→ Point localization data
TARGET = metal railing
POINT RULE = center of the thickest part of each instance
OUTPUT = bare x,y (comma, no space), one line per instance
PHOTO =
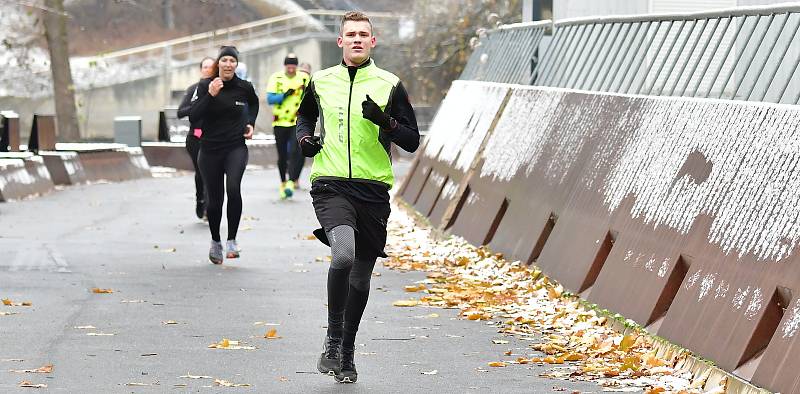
507,54
743,53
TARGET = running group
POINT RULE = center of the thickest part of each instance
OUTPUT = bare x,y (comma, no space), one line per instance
361,109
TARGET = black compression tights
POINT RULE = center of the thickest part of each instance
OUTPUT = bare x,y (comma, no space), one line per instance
216,166
348,284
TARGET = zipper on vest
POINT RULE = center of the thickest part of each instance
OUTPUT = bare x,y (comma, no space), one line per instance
350,98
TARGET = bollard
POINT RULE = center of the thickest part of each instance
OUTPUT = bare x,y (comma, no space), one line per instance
9,136
128,130
43,133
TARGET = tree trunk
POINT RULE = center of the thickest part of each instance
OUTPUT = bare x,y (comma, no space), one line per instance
55,26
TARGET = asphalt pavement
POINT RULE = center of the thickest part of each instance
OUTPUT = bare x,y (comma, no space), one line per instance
141,239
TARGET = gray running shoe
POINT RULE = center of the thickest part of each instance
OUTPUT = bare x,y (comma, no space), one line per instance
347,373
232,249
215,253
331,357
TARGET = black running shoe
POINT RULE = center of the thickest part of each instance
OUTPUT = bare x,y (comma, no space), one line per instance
331,356
347,373
200,209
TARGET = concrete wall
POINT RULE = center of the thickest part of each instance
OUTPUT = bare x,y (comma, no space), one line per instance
563,9
145,97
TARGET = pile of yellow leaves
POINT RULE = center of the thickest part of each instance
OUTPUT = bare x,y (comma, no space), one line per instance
523,302
228,344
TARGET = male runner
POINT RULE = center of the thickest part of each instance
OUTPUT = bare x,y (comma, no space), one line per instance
363,110
284,90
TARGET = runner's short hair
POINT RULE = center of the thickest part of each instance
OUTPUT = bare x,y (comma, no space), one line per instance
355,16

→ Directions for this task
Repeat the records exactly but leave out the images.

→ Your solution
TARGET = metal railing
POINT RULE = center of the thickest part of each instance
OUTPUT = bare x,y (comma, no space), one line per instance
PHOTO =
507,54
743,53
TARGET = running group
POINT RULE = center of the thickest part of each instance
OUTPUT = bare x,y (comma, no space), one line per instance
361,109
TARGET = black compression tights
POINT RULE = center of the thickest part of each instance
OUTPUT = bare x,y (comma, no space), one line per instance
216,166
348,284
TARGET = zipper on vest
POINT RULE = center of the thickest part of each instance
OUTPUT = bare x,y (comma, no space), one line per instance
350,98
TARGET = bollard
POINT RULE = center of the thickest part of each instance
OUTPUT = bare x,y (comma, no space), one line per instance
9,136
128,130
43,133
TARGET = tree trunk
POINT RULE = center of the thickest part of each instance
OUTPUT = bare x,y (comma, no space), one line per instance
55,26
TARGET = asphalt pavement
POINT RULE = center of the thickest part of each instance
OUTPUT = bare x,y (comma, no space), one line per instance
141,239
TARGET = gray running shoe
POINT RULE = center of the thickest part of each instance
OUTPUT = bare x,y (comma, no space), one line per instance
347,373
232,249
215,253
331,357
TARGET = black running shoe
POINT RULE = center of the thickest part of each instance
OUTPUT = bare x,y (comma, no space), one line per instance
331,356
347,373
200,209
TARGET = concrete wall
POINT RULE = center of the thickest part of each instance
OUTPUT = bare x,y (comma, no space), one line per instance
563,9
145,97
TARGET = pile of yellow leaves
POINT RULE = center of the thickest part of each instance
OUTPUT = bare x,y (comma, no space), one line per instance
523,302
228,344
TARGET = male runner
POINT RULE = center of the thickest part of each instance
OUTPUT = bare x,y (comma, no space), one line per instance
363,110
284,90
TARGET = runner's short hair
POINT RULE = center of the thickest part of each instance
OUTPUT = bare x,y (comma, no space), one line per instance
355,16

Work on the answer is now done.